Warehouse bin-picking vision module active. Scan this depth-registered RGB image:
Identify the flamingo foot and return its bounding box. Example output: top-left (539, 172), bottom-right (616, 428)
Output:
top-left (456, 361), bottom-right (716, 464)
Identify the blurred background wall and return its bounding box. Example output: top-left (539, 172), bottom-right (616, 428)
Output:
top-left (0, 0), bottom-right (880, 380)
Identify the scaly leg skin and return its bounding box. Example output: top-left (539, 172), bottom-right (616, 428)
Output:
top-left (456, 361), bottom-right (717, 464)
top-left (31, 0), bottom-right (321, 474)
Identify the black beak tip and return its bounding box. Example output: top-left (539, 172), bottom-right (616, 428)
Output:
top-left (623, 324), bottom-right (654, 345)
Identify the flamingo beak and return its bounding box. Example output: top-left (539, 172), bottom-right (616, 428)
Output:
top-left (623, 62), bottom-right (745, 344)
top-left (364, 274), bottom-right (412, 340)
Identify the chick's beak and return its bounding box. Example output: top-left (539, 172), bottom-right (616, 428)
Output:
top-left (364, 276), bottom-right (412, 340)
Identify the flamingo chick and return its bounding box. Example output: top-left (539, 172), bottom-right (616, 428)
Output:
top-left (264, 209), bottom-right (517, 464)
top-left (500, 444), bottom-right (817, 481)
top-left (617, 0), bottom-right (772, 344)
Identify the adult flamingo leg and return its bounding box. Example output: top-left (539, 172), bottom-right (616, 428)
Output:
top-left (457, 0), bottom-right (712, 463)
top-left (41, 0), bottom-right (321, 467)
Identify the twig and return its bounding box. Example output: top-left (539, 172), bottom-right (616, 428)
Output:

···

Task prompt:
Rewrite the items above with "bounding box" swapped for "enclosing box" wherever it occurs, leaving everything else the same.

Expected answer:
Warehouse bin-picking vision module active. Scan this depth-registered RGB image:
Identify the flamingo foot and return its enclosing box. Example output: top-left (539, 172), bottom-right (616, 428)
Output:
top-left (456, 361), bottom-right (716, 464)
Identify the blurred background wall and return its enclosing box. Example output: top-left (539, 172), bottom-right (616, 428)
Output:
top-left (0, 0), bottom-right (880, 380)
Identify the scaly leg skin and return its enclosing box. Example output: top-left (539, 172), bottom-right (616, 428)
Output:
top-left (456, 361), bottom-right (717, 464)
top-left (31, 0), bottom-right (321, 474)
Identify the black beak tip and return its enclosing box. Example output: top-left (539, 172), bottom-right (616, 428)
Output:
top-left (623, 324), bottom-right (654, 345)
Identify the flamingo beak and return its enclosing box. Example output: top-left (539, 172), bottom-right (616, 428)
Output:
top-left (623, 62), bottom-right (745, 344)
top-left (364, 274), bottom-right (412, 340)
Identify the chick's beak and return its enclosing box. Example output: top-left (539, 172), bottom-right (616, 428)
Output:
top-left (364, 276), bottom-right (412, 340)
Identify the flamingo chick and return its enclosing box. Example output: top-left (539, 172), bottom-right (616, 428)
Output:
top-left (264, 209), bottom-right (517, 464)
top-left (500, 444), bottom-right (817, 481)
top-left (617, 0), bottom-right (772, 344)
Identify the adult flamingo leg and return its enclosing box. Example output: top-left (539, 172), bottom-right (616, 428)
Output:
top-left (457, 0), bottom-right (712, 463)
top-left (41, 0), bottom-right (321, 467)
Identify the twig and return its enclosing box. Example output: top-left (539, 172), bottom-right (616, 428)
Output:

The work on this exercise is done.